┌─ Records for this task

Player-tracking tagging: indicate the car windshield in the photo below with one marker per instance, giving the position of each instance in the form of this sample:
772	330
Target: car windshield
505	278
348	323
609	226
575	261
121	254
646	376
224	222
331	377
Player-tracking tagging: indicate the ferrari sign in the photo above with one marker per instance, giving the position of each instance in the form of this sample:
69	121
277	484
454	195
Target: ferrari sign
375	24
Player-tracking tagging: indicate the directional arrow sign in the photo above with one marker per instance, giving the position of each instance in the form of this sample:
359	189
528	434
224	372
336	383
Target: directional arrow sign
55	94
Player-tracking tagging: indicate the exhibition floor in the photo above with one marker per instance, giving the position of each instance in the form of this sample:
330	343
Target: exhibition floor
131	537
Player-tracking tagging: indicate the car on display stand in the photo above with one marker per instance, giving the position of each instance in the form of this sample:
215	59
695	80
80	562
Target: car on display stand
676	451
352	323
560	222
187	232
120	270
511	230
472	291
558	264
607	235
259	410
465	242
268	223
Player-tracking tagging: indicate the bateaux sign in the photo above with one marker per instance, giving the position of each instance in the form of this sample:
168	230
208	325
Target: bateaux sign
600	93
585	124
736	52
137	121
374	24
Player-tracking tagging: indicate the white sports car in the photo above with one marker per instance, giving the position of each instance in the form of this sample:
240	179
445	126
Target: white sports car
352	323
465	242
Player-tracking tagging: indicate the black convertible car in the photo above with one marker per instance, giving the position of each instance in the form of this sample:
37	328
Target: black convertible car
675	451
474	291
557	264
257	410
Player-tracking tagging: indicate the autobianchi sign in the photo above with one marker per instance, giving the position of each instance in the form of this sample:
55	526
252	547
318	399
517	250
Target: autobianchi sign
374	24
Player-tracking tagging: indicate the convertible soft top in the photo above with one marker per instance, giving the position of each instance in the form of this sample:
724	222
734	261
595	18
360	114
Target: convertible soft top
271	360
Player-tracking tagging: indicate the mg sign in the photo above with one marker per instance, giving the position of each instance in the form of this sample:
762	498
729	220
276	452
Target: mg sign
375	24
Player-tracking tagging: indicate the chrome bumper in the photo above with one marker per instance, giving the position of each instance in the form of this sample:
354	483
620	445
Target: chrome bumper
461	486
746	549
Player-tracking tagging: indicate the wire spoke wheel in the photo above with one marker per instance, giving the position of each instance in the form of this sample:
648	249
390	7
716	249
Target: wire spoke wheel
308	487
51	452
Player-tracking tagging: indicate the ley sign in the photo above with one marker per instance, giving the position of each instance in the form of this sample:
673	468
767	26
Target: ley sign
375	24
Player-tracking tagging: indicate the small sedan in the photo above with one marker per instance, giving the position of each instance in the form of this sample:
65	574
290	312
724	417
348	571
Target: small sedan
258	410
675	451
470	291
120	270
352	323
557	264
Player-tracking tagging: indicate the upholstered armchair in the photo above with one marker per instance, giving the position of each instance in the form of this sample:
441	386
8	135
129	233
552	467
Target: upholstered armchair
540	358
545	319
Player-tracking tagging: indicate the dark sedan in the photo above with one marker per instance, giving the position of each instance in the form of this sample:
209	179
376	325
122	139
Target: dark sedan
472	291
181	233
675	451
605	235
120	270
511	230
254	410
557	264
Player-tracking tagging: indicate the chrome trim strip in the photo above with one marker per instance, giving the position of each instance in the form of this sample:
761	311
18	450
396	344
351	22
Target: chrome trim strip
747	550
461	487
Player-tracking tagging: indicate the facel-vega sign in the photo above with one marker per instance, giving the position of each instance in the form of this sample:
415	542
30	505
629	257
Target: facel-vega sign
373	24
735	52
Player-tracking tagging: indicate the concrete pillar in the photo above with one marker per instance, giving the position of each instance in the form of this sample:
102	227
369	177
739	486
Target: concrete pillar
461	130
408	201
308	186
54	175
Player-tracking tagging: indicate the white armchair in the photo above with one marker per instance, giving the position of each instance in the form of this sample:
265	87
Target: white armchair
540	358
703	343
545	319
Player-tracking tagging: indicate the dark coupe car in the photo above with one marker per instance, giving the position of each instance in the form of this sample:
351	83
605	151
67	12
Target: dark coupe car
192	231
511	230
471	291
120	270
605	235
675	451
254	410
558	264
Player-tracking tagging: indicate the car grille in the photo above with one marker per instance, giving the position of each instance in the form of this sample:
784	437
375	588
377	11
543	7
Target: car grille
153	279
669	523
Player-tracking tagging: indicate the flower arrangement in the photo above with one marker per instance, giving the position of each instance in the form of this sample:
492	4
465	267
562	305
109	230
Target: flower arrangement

└─

#### [Given exercise]
Reproduce the listing above verbatim, from first line to last.

#### [Answer to the problem]
Player-tracking tagging: indicate the car windshield in the photo below with one marker per instance, giving the position of each instance in the form of this sample:
772	330
Target: car windshield
505	278
348	323
609	226
575	261
121	254
646	376
224	222
331	377
Player-tracking tagging: indicate the ferrari sign in the photo above with one marker per instance, giving the position of each instance in the form of this sample:
69	121
277	484
454	195
Target: ferrari sign
375	24
Player-tracking tagging: indicate the directional arrow sign in the photo above with one marker per instance, giving the position of each instance in the form of this sample:
359	189
528	434
224	372
336	383
Target: directional arrow sign
55	94
Player-tracking tagging: indicate the exhibition floor in the photo above with one marker per instance, giving the position of each instance in the form of this sample:
330	343
Target: exhibition floor
131	537
Player-tracking tagging: indicate the car on display stand in the photo above with one marker per instance, giving the position of each instance in the form of this sample:
215	59
695	80
80	562
Target: car on display stand
676	451
352	323
560	222
187	232
120	270
511	230
472	291
558	264
607	235
259	410
465	242
268	223
Player-tracking tagging: indicate the bateaux sign in the photo above with one marker per instance, giving the position of each instance in the form of this sample:
168	230
208	325
Target: bateaux sign
600	93
585	124
736	52
137	121
374	24
Player-tracking tagging: indicate the white sports car in the photo above with one marker per instance, giving the position of each instance in the form of this sample:
240	179
445	126
Target: white sports car
352	323
465	242
Player-tracking tagging: indicate the black convertible car in the photo above with one marker per instance, giving the position of each instance in the form of this sample:
37	328
Target: black convertible car
675	451
474	291
557	264
257	410
Player-tracking tagging: indicate the autobianchi sign in the photo above with one marker per instance, giving the position of each instance in the form of this sample:
55	526
252	547
318	399
517	250
Target: autobianchi sign
374	24
Player-tracking tagging: indicate the convertible soft top in the photo above with one marker per instance, giving the position of each instance in the form of this sample:
724	222
734	261
595	18
360	114
Target: convertible soft top
271	360
Player-tracking tagging: indicate the mg sign in the photo above with one marker per instance, giving the position of each instance in the form of this sample:
762	498
729	220
276	452
Target: mg sign
375	24
Player-tracking tagging: indicate the chrome bumper in the photo above with one marker per instance, giving the position of each instance in the form of this sample:
354	483
620	445
Target: chrome bumper
461	486
746	549
Player-tracking tagging: indicate the wire spoke wheel in the photo above with one marker per instance, giving the position of each instance in the form of this sample:
648	249
390	7
716	249
Target: wire spoke wheel
308	487
51	452
Player-tracking tagging: indicate the ley sign in the photo above with one marker per instance, giving the position of each instance in the form of this sample:
673	468
767	26
Target: ley sign
375	24
Player-tracking tagging: indicate the small sedan in the photo above with one marker per instance, giving the position of each instance in the form of this sample:
65	574
290	312
724	417
348	571
Target: small sedan
258	410
675	451
470	291
120	270
352	323
557	264
Player-tracking tagging: indicate the upholstered armchair in the photo above with one marker per instance, giving the position of each instance in the form of this sample:
441	386
8	135
129	233
552	467
Target: upholstered armchair
540	358
545	319
Player-tracking tagging: indicate the dark sedan in the photo above with one marker per instance, giving the position of each instance in the form of this sample:
209	179
376	325
122	139
Target: dark sedan
472	291
181	233
675	451
605	235
120	270
511	230
254	410
557	264
Player-tracking tagging: indicate the chrome trim strip in the photo above with one marker per instance, giving the position of each instance in the form of this sample:
761	311
18	450
396	344
351	22
Target: chrome trim strip
747	550
461	487
Player-tracking tagging: indicate the facel-vega sign in the photo above with one marker per instance, giving the position of each instance in the form of this sample:
415	542
30	505
629	257
Target: facel-vega sign
373	24
735	52
Player-tracking tagging: indicate the concrete pillar in the photo above with one marker per instance, giving the position of each instance in the form of this sample:
102	227
369	177
739	486
Target: concrete pillar
461	130
408	201
308	186
54	175
Player-tracking tagging: indicate the white armchair in the photo above with one marker per instance, giving the position of each instance in the form of this sample:
265	87
Target: white armchair
540	358
703	343
545	319
Player-tracking tagging: indicate the dark coupe car in the photo above with one marker per instance, giving the position of each instance in the form of this sample:
351	83
605	151
67	12
Target: dark coupe car
192	231
511	230
471	291
120	270
605	235
675	451
254	410
558	264
Player-tracking tagging: indicate the car grille in the photo above with one marker per instance, giving the position of each instance in the form of this sample:
784	437
375	588
377	11
543	7
Target: car grille
153	279
669	523
Player-tracking tagging: indicate the flower arrangement in the photo above with one marker per instance, giving the position of each instance in the form of this sample:
492	4
465	267
562	305
109	230
Target: flower arrangement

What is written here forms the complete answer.